Hebrews 3:7-19
7 So, as the Holy Spirit says:
“Today, if you hear his voice,
8 do not harden your hearts
as you did in the rebellion,
during the time of testing in the wilderness,
9 where your ancestors tested and tried me,
though for forty years they saw what I did.
10 That is why I was angry with that generation;
I said, ‘Their hearts are always going astray,
and they have not known my ways.’
11 So I declared on oath in my anger,
‘They shall never enter my rest.’
12 See to it, brothers and sisters, that none of you has a sinful, unbelieving heart that turns away from the living God. 13 But encourage one another daily, as long as it is called “Today,” so that none of you may be hardened by sin’s deceitfulness. 14 We have come to share in Christ, if indeed we hold our original conviction firmly to the very end. 15 As has just been said: “Today, if you hear his voice, do not harden your hearts as you did in the rebellion.”
16 Who were they who heard and rebelled? Were they not all those Moses led out of Egypt? 17 And with whom was he angry for forty years? Was it not with those who sinned, whose bodies perished in the wilderness? 18 And to whom did God swear that they would never enter his rest if not to those who disobeyed? 19 So we see that they were not able to enter, because of their unbelief.
Trust and Obedience
So far, the author of Hebrews has pointed us to Jesus. He has proved the supremacy of Jesus above angels, Moses and all the prophets. He has made the case that Jesus is our great high priest, fully God and fully man, come to save.
What do we do when we recognize such truth? What is our response when we realize the Creator of the ends of the earth has come in human form to make a relationship with God a possibility? The author of Hebrews follows that complete trust and complete obedience must be given to him.
He quotes Psalm 95:7-11 which takes us back to the Old Testament to the time when the Israelites were in the wilderness after God had rescued and delivered them from Egypt. In Exodus 17:1-7, the Israelites had come to a place where there was no water to drink. What’s heartbreaking about this story, is that this was not the first instance recorded since they left Egypt where they found themselves without food or drink. God had, before their very eyes, turned bitter water into sweet water to drink. He had also provided manna and quail for them. By the time we get to Exodus 17, you would expect them to remember God’s miracles and faithfulness from the previous episodes, but instead, they grumble and complain.
God did the miraculous and again provided water. This time he brought it forth from a rock! But that place was named Massah and Meribah which means “testing” and “quarreling” because of the Israelites’ disobedience and unbelief. This is what the author refers to as “the rebellion, during the time of testing in the wilderness.” Their unbelief was flat out rebellion.

== Source excerpt ==
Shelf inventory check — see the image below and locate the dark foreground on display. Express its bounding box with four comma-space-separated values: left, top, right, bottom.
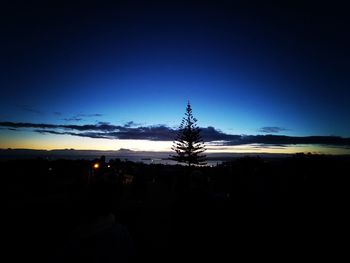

== Problems ==
**a)** Reprint the Hebrews reading from "Trust and Obedience" up to and including "come to save.", switching "supremacy" to "preeminence".
**b)** Resume the Hebrews reading after its last sentence.

== Answers to the problems ==
**a)**
Trust and Obedience
So far, the author of Hebrews has pointed us to Jesus. He has proved the preeminence of Jesus above angels, Moses and all the prophets. He has made the case that Jesus is our great high priest, fully God and fully man, come to save.

**b)**
This causes me to pause and do a serious check in my heart. While I have not considered myself a rebellious person outwardly, are there places of unbelief in my heart that would be considered rebellious by this passage’s definition? Yes. Every place where I have not trusted God, or doubted what he has declared in his Word, is a place of rebellion. The Israelites did not believe the Word of the Lord to them. This was rebellion. This was the same kind of rebellion we see in the Garden of Eden. Satan tempted Eve with the words, “Did God really SAY…?” At the heart of the fall was a disbelief in what God had spoken as truth. The minute Eve doubted God’s Word, she was in rebellion and that led to disobedience.
Trust and obedience go hand in hand. When we trust what God says to be true, we will then follow in obedience. If I trust that the Lord is good and that he works all things together for good, I will then be able to obey what he asks of me even when I don’t see the good or see him at work.
The distrust and disobedience kept the Israelites from the blessings of God they might have enjoyed. The writer of Hebrews is warning his audience to be careful, lest we too show the same disobedience and distrust.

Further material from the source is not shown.